* **STATED GOAL**: Each entry must be reproduced precisely as it stands.

__________________________________________________

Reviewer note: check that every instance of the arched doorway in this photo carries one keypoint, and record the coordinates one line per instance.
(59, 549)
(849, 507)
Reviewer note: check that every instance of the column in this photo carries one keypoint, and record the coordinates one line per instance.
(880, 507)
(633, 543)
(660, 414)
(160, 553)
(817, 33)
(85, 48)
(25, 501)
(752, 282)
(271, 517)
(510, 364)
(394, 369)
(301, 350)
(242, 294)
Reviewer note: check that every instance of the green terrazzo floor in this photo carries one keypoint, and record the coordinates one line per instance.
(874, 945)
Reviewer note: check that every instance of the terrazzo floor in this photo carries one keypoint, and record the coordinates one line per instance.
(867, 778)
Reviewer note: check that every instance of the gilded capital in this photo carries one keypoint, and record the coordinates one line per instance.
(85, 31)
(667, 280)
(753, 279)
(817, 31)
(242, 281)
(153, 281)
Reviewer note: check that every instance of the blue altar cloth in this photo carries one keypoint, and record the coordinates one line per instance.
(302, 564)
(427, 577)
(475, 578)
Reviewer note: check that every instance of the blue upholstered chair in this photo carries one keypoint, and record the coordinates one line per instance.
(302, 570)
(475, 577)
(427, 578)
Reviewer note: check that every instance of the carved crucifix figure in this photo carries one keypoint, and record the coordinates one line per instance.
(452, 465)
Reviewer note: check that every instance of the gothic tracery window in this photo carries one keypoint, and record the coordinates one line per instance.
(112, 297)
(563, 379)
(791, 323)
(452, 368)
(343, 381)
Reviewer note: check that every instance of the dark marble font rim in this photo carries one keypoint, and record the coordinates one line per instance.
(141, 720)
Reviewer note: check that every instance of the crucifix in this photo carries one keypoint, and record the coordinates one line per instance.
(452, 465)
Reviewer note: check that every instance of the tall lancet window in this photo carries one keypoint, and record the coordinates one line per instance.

__________________________________________________

* **FINAL ANSWER**:
Reviewer note: check that every instance of the arched doorway in this photo carries one keypoint, and record the coordinates one line per instance.
(59, 549)
(849, 507)
Reviewer note: check that every instance of the column in this photo carries one keypoint, and record the coordinates one line per instance.
(880, 507)
(633, 543)
(660, 414)
(160, 553)
(817, 33)
(85, 48)
(25, 501)
(752, 282)
(271, 517)
(510, 364)
(394, 369)
(301, 350)
(242, 294)
Reviewer note: check that every instance of the green terrazzo floor in this photo carries one keypoint, and record the coordinates one line per instance.
(874, 945)
Reviewer note: check that every instance of the terrazzo floor in this photo carries one keypoint, and record the coordinates one line per instance.
(867, 778)
Reviewer note: check that every instance of the gilded capital in this photo carries one keypoint, and record the coordinates one line per instance.
(85, 31)
(667, 280)
(753, 279)
(817, 31)
(242, 281)
(153, 281)
Reviewer note: check that every instance of the blue altar cloth in this photo carries one keypoint, and record the coordinates one line per instance.
(302, 564)
(427, 577)
(475, 578)
Reviewer note: check that every instance of the blue upholstered chair in this photo carries one keypoint, and record the coordinates one line per instance.
(302, 570)
(475, 577)
(427, 578)
Reviewer note: check that every instance of the carved crucifix figure in this photo carries one keypoint, and record the coordinates one line per instance.
(452, 465)
Reviewer note: check that every instance of the gothic tracery window in this photo carries one keypoint, and record the coordinates one line per instance.
(112, 297)
(563, 379)
(791, 323)
(452, 368)
(343, 381)
Reviewer note: check that every instance of the dark marble font rim in this photo carries one keypoint, and record the coordinates one line per instance.
(141, 720)
Reviewer note: check that every instance of the crucifix in this photo carries one keypoint, and record the coordinates one line per instance.
(452, 465)
Reviewer note: check that every instance of the tall lancet window in this photo carries one keypoint, and record the coordinates one line per instance.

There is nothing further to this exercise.